**WHAT YOU WILL DO**. Working from the top of the records below, reproduce each line exactly, ending once you have written the line containing "[locate] the green winter".

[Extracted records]
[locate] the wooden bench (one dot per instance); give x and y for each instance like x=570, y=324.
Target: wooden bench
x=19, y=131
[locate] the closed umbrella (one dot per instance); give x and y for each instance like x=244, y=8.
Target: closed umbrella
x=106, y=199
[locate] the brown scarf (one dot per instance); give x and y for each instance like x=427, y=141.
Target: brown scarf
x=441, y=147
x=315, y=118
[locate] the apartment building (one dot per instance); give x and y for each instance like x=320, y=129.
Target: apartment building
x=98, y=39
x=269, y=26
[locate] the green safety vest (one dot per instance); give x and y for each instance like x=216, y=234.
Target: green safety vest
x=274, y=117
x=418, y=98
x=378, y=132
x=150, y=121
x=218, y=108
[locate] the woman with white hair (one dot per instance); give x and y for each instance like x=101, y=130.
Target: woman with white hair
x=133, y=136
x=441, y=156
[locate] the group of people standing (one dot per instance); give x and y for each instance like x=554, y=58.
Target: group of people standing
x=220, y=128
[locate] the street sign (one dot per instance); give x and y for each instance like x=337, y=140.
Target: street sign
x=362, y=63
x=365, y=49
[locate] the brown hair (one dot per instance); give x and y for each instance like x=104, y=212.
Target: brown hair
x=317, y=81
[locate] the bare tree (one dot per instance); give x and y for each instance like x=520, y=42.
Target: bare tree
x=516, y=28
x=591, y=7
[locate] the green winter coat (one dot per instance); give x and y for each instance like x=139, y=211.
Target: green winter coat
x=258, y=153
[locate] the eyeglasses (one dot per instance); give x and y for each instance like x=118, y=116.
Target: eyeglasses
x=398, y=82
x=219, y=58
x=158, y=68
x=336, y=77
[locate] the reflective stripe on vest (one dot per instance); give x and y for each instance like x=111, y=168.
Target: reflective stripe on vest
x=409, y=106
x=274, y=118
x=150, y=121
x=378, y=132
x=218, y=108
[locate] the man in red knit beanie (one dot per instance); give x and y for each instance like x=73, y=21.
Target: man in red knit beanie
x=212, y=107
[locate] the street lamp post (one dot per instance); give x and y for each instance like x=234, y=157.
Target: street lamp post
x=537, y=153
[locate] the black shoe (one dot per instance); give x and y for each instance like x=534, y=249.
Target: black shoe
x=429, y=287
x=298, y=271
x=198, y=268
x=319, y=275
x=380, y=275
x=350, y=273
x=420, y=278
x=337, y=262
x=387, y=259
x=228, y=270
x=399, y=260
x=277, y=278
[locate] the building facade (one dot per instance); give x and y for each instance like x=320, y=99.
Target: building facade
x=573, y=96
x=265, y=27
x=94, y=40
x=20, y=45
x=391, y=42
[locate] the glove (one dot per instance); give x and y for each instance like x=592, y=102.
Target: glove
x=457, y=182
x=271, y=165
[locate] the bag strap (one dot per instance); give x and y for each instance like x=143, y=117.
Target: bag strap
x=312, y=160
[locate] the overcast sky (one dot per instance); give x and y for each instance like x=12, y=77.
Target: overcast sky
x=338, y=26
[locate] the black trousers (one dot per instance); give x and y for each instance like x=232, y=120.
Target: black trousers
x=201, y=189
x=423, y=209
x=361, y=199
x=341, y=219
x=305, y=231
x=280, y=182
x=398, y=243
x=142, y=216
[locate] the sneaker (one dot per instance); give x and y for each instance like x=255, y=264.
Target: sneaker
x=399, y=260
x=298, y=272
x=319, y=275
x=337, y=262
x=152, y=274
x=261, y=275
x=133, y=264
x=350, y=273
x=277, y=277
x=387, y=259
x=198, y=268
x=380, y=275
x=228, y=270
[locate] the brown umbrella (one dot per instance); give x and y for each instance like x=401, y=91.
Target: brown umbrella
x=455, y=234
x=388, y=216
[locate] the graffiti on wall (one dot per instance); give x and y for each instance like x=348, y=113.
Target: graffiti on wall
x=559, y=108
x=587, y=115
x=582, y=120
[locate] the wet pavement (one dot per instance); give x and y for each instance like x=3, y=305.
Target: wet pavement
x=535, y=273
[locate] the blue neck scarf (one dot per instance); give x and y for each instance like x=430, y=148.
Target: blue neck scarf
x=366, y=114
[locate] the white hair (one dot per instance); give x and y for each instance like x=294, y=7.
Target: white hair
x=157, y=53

**RESPONSE TO THIS EXERCISE**.
[locate] the wooden bench (one dot per instance); give x and y for each instance like x=570, y=324.
Target: wooden bench
x=19, y=131
[locate] the closed umbrella (one dot per instance); give x and y for each instance like x=244, y=8.
Target: closed umbrella
x=106, y=199
[locate] the brown scarf (one dot per instance); give x and y for each instance like x=427, y=141.
Target: brown scarf
x=441, y=147
x=315, y=118
[locate] the apartment building (one dot per instance); give x and y for each instance like x=320, y=129.
Target: apartment building
x=98, y=39
x=269, y=26
[locate] the green safety vest (one dot per instance); give x and y for each instance like x=216, y=234.
Target: green safety vest
x=274, y=117
x=418, y=98
x=378, y=132
x=150, y=121
x=218, y=108
[locate] the woman with white hair (one dot per instance); give x and y for each instance like x=101, y=130.
Target: woman with white hair
x=133, y=136
x=441, y=156
[locate] the group of people standing (one dot per instance); give x and y for each instance like x=554, y=58.
Target: group of people standing
x=220, y=128
[locate] the street sign (one dot per instance); give x and y for each instance like x=337, y=140.
Target: street sign
x=362, y=63
x=365, y=49
[locate] the brown hair (one dot per instance); give x and y for each instance like x=104, y=212.
Target: brown hair
x=317, y=81
[locate] the bare tree (one dot per instance); give x and y for each instance like x=520, y=42.
Target: bare tree
x=516, y=28
x=591, y=7
[locate] the green winter coat (one dot per instance); give x and y for each instance like x=139, y=211.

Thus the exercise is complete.